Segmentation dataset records
============================================================

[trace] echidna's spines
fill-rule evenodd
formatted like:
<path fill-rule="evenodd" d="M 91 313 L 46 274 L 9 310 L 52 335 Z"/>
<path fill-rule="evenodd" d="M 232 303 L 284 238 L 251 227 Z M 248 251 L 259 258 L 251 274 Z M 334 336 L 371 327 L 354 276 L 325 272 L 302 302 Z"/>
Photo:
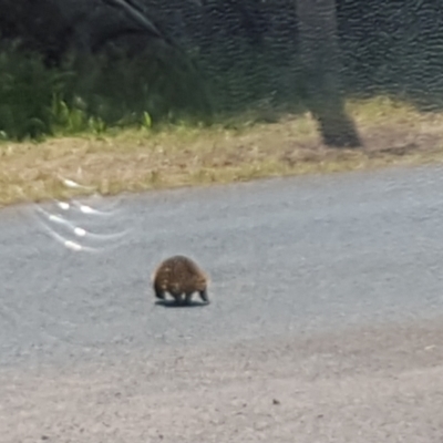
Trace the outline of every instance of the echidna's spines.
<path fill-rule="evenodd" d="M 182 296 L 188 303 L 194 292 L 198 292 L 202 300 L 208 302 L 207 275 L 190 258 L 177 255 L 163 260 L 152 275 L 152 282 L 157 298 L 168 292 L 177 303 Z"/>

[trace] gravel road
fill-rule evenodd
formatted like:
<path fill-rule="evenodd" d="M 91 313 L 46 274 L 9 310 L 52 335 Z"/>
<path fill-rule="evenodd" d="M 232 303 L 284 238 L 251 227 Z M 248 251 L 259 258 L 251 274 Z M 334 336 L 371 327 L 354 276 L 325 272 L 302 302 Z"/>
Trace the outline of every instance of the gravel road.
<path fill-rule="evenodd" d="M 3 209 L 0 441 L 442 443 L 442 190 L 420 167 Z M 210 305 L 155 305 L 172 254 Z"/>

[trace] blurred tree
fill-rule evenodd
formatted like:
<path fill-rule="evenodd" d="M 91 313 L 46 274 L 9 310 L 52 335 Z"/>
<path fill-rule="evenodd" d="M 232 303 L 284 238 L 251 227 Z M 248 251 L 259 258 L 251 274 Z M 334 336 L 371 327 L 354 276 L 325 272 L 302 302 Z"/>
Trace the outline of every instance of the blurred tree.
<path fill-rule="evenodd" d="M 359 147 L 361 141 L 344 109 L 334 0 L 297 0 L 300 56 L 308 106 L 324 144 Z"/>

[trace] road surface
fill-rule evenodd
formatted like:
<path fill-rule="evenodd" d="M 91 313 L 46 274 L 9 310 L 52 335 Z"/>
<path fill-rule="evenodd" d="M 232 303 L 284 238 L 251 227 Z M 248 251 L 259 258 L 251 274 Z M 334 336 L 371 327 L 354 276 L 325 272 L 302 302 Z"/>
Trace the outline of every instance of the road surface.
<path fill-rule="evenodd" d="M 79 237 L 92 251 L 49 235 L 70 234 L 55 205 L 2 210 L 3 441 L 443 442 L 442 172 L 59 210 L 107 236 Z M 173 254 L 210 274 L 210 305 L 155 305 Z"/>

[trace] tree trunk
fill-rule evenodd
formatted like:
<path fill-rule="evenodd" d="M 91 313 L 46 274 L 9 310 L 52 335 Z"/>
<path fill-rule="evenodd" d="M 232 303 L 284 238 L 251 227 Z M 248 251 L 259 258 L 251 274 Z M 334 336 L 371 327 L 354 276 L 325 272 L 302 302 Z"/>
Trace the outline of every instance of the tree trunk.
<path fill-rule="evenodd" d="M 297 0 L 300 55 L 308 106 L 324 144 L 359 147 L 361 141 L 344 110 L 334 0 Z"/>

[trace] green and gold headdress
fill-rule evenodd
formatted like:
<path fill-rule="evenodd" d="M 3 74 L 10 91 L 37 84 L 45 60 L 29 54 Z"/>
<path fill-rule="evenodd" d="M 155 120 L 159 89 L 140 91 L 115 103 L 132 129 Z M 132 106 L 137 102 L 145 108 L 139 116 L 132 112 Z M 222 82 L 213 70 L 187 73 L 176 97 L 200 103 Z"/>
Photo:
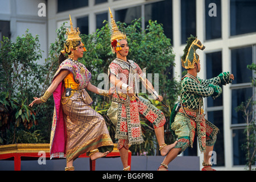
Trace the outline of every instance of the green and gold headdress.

============================================================

Please rewrite the data above as a Markdown table with the columns "Row" and "Data line", one non-blank line per row and all the data covered. Leave the pictures out.

Task solution
| Row | Data line |
|---|---|
| 1 | [trace] echidna's spines |
| 2 | fill-rule evenodd |
| 3 | formatted like: |
| 4 | <path fill-rule="evenodd" d="M 91 313 L 46 274 L 9 310 L 52 335 Z"/> |
| 5 | <path fill-rule="evenodd" d="M 232 303 L 284 238 L 251 227 Z M 248 251 L 259 258 L 251 274 Z M 334 336 L 371 327 L 354 276 L 325 272 L 302 302 Z"/> |
| 6 | Photo: |
| 7 | Trace the outline of every instance of the echidna's spines. |
| 8 | <path fill-rule="evenodd" d="M 182 296 L 188 303 L 194 292 L 198 292 L 202 300 L 208 302 L 207 275 L 190 258 L 177 255 L 163 260 L 152 275 L 152 282 L 157 298 L 168 292 L 177 303 Z"/> |
| 9 | [trace] gravel road |
| 10 | fill-rule evenodd |
| 11 | formatted like: |
| 12 | <path fill-rule="evenodd" d="M 91 313 L 46 274 L 9 310 L 52 335 Z"/> |
| 13 | <path fill-rule="evenodd" d="M 232 303 L 284 238 L 251 227 Z M 248 251 L 259 258 L 251 274 Z M 334 336 L 371 327 L 354 276 L 325 272 L 302 302 Z"/> |
| 14 | Trace the outline of every instance of the gravel road. |
| 15 | <path fill-rule="evenodd" d="M 3 209 L 0 441 L 442 443 L 442 190 L 420 167 Z M 210 305 L 155 305 L 172 254 Z"/> |
| 16 | [trace] blurred tree |
| 17 | fill-rule evenodd |
| 18 | formatted like: |
| 19 | <path fill-rule="evenodd" d="M 91 313 L 46 274 L 9 310 L 52 335 Z"/> |
| 20 | <path fill-rule="evenodd" d="M 232 303 L 284 238 L 251 227 Z M 248 251 L 259 258 L 251 274 Z M 334 336 L 371 327 L 354 276 L 325 272 L 302 302 Z"/> |
| 21 | Trace the outline of every instance of the blurred tree. |
| 22 | <path fill-rule="evenodd" d="M 359 147 L 361 141 L 344 109 L 334 0 L 297 0 L 300 56 L 308 106 L 324 144 Z"/> |
| 23 | [trace] road surface |
| 24 | fill-rule evenodd |
| 25 | formatted like: |
| 26 | <path fill-rule="evenodd" d="M 91 313 L 46 274 L 9 310 L 52 335 Z"/> |
| 27 | <path fill-rule="evenodd" d="M 232 303 L 284 238 L 251 227 Z M 248 251 L 259 258 L 251 274 Z M 334 336 L 371 327 L 354 276 L 325 272 L 302 302 Z"/> |
| 28 | Trace the outline of every instance of the road surface. |
| 29 | <path fill-rule="evenodd" d="M 79 237 L 92 251 L 49 235 L 70 234 L 55 205 L 2 210 L 3 441 L 443 442 L 442 172 L 59 210 L 107 236 Z M 173 254 L 210 274 L 210 305 L 155 305 Z"/> |
| 30 | [trace] tree trunk |
| 31 | fill-rule evenodd |
| 32 | formatted like: |
| 33 | <path fill-rule="evenodd" d="M 91 313 L 46 274 L 9 310 L 52 335 Z"/> |
| 34 | <path fill-rule="evenodd" d="M 232 303 L 284 238 L 251 227 Z M 248 251 L 259 258 L 251 274 Z M 334 336 L 371 327 L 354 276 L 325 272 L 302 302 Z"/> |
| 35 | Trace the outline of every instance of the tree trunk. |
| 36 | <path fill-rule="evenodd" d="M 297 0 L 300 55 L 308 106 L 324 144 L 359 147 L 361 141 L 344 110 L 334 0 Z"/> |
| 37 | [trace] green and gold headdress |
| 38 | fill-rule evenodd |
| 39 | formatted like: |
| 40 | <path fill-rule="evenodd" d="M 3 74 L 10 91 L 37 84 L 45 60 L 29 54 Z"/> |
| 41 | <path fill-rule="evenodd" d="M 155 120 L 159 89 L 140 91 L 115 103 L 132 129 Z M 132 106 L 137 102 L 145 108 L 139 116 L 132 112 Z M 222 82 L 213 70 L 187 73 L 176 97 L 200 103 Z"/> |
| 42 | Photo: |
| 43 | Trace the outline of every instance of the green and gold headdress. |